— EXERCISE DESCRIPTION —
Locate every line in the material below that contains the word "chair" and copy each of those lines.
- - -
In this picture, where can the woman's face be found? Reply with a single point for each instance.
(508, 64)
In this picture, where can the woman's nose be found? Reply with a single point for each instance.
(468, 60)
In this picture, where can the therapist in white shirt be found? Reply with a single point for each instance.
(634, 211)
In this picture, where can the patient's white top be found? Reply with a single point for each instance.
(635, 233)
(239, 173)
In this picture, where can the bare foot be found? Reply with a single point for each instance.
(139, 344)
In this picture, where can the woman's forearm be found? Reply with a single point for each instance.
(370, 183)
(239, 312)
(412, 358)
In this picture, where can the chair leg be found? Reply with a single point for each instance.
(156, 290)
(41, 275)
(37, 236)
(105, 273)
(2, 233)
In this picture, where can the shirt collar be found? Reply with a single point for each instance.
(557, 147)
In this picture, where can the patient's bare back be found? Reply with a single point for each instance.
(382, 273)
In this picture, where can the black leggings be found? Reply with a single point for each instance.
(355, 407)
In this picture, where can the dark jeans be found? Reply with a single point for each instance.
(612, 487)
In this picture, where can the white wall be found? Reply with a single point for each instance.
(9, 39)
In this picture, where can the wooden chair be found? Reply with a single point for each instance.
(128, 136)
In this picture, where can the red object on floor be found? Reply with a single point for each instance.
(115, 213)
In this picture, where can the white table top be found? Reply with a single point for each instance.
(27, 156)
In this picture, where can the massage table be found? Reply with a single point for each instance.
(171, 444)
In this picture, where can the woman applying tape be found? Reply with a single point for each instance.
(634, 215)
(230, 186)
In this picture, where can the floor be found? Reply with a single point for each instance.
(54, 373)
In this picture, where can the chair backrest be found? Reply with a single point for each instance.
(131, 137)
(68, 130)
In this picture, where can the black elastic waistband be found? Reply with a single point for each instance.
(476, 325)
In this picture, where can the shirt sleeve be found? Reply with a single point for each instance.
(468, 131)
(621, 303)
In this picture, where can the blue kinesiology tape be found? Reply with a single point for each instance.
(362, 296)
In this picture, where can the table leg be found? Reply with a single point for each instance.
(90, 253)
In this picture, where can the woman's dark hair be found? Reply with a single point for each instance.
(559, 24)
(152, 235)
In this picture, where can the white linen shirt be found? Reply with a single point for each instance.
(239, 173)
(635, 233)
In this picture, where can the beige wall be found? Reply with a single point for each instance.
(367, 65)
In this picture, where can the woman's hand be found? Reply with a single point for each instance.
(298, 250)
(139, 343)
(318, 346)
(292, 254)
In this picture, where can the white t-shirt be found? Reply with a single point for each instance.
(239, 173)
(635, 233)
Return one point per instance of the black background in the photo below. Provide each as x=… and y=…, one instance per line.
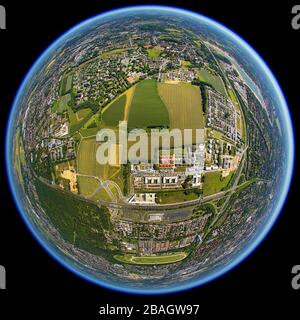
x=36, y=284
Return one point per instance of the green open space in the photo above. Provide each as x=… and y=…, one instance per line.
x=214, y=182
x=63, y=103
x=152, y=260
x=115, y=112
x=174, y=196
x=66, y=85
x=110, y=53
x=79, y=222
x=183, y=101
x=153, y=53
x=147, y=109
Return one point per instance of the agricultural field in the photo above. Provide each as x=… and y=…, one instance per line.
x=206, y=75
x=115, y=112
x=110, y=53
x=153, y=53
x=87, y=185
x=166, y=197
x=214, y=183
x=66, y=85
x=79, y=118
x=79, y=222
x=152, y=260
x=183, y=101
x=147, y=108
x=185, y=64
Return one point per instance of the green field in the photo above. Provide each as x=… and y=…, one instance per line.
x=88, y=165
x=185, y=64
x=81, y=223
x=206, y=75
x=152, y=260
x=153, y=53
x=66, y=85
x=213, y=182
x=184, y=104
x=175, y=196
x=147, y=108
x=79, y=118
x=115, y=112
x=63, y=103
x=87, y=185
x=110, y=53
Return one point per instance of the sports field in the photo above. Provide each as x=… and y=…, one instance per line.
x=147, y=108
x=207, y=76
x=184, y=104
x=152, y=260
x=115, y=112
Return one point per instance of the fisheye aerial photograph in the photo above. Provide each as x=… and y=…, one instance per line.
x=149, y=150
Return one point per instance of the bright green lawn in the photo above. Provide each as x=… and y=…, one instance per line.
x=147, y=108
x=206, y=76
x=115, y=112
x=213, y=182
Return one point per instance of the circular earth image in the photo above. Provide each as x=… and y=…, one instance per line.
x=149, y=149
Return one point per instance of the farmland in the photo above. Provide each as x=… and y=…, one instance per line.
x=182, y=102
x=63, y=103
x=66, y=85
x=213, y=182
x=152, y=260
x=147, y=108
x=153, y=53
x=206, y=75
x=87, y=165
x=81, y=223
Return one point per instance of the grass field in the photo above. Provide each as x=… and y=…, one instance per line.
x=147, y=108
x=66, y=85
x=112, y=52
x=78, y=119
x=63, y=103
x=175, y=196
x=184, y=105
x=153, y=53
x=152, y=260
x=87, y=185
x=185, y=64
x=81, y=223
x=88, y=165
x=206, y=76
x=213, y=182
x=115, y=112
- - -
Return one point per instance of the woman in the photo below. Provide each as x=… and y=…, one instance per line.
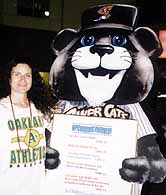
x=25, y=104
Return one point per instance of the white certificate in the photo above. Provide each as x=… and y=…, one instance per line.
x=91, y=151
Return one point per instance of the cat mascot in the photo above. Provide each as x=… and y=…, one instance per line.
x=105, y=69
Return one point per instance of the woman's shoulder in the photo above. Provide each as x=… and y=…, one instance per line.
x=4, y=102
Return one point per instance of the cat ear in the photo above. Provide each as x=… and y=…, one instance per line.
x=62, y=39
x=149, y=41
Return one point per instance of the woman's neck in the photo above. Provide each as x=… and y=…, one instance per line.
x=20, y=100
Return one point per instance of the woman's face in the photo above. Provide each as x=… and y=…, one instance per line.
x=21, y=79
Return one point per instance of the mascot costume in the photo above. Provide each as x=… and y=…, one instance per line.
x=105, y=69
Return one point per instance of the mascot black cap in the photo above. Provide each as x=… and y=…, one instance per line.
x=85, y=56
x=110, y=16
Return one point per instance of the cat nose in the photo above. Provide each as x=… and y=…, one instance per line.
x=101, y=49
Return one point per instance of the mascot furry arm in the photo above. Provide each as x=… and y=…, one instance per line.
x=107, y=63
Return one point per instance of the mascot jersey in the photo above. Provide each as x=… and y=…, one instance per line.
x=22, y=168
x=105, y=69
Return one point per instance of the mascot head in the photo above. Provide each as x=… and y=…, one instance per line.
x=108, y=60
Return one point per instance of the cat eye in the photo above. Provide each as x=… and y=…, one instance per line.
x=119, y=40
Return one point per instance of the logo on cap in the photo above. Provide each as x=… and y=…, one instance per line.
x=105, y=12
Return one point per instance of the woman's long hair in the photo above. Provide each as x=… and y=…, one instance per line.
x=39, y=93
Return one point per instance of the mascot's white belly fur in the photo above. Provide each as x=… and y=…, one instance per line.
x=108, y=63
- - -
— TASK ANSWER —
In this picture, where can the chair leg be found? Reply with a single point for each instance.
In this picture, where can the wooden chair be found? Reply with a single point for each instance.
In this picture, where can the chair backrest be found? Reply with a single point for each instance.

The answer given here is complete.